Start of Available data

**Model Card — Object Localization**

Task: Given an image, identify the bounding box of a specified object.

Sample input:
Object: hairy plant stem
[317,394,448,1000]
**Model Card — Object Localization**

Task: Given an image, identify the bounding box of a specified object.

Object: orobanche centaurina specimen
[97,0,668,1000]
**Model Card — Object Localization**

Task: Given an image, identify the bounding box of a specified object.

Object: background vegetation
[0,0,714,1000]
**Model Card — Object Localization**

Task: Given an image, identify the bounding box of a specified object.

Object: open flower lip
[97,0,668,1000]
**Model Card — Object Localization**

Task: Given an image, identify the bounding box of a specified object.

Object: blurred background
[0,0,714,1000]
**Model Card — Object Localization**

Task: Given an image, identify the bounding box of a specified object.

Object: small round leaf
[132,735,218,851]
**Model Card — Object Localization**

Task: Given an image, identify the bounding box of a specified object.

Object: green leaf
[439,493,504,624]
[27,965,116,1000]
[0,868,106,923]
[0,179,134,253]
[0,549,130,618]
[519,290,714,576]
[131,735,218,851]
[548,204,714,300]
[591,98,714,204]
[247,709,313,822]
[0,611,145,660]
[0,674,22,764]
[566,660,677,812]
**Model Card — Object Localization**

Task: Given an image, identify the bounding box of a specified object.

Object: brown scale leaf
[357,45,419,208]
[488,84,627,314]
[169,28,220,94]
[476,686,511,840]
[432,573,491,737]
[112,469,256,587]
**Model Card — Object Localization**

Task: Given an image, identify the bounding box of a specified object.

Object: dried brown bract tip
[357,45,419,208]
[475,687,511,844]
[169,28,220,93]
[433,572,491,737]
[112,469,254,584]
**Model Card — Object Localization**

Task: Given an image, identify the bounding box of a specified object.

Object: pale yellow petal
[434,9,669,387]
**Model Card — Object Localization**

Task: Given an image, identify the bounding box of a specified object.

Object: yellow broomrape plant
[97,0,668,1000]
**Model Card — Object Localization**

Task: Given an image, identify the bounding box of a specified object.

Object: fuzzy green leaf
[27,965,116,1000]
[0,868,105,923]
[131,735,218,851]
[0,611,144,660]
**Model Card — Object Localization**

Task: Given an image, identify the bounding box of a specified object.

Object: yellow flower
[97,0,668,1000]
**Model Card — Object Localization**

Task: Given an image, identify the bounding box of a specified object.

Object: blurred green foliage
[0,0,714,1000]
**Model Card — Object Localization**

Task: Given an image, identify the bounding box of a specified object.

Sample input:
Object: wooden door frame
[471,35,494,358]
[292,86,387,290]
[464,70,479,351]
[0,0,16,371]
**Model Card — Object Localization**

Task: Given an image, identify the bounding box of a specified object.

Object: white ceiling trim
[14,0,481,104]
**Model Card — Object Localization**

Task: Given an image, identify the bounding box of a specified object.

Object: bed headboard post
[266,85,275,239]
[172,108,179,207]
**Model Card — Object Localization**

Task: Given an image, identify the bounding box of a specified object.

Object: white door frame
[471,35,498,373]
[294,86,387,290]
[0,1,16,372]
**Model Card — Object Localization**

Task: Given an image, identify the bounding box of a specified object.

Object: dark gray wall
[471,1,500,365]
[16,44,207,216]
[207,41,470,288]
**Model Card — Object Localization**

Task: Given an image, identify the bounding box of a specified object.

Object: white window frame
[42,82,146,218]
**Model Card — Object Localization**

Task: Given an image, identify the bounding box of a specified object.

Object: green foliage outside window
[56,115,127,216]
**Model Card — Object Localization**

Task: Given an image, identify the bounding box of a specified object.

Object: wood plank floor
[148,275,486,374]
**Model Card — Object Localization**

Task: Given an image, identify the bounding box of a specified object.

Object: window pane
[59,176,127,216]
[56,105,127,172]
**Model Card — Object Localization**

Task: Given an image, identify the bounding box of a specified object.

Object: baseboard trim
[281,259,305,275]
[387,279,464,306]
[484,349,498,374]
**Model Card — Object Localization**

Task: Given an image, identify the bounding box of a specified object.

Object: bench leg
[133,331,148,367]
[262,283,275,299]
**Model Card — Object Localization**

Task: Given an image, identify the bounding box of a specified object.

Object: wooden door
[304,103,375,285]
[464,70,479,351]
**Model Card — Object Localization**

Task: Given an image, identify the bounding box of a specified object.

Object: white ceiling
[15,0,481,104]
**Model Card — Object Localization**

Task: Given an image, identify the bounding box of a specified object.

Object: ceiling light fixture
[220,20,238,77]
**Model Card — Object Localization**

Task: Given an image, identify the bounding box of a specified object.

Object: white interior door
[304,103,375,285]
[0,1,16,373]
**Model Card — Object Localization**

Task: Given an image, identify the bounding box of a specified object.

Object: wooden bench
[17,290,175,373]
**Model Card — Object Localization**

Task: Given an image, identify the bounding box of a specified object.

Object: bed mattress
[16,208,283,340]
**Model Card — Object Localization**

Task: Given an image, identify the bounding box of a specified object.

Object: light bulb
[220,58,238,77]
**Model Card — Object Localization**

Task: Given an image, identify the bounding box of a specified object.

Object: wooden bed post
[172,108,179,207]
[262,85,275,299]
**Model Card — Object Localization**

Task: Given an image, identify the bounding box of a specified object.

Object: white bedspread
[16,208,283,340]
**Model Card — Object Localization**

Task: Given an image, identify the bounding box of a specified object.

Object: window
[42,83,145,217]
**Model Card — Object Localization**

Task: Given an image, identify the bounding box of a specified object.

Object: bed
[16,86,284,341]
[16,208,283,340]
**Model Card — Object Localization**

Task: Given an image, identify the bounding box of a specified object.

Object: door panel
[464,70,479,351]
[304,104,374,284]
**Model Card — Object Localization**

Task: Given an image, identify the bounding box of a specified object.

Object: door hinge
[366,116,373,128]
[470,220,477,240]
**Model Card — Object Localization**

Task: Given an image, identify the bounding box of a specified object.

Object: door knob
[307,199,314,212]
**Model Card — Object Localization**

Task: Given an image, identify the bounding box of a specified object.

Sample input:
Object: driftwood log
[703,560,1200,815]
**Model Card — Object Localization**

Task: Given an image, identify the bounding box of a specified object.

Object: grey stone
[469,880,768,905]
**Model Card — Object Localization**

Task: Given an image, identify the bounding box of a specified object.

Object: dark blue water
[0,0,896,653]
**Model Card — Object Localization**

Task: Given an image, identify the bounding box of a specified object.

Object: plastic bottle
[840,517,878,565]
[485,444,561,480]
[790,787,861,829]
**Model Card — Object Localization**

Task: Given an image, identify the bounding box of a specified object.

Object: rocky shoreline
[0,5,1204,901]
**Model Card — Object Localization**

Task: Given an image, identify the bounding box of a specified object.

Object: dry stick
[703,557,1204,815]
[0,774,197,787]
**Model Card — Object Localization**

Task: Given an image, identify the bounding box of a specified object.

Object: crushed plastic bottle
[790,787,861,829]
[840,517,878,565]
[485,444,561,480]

End of Available data

- [Problem]: Return every line in the records above that contains the string "brown". Case counts.

- [Task answer]:
Object: brown scale leaf
Object: dried brown bract tip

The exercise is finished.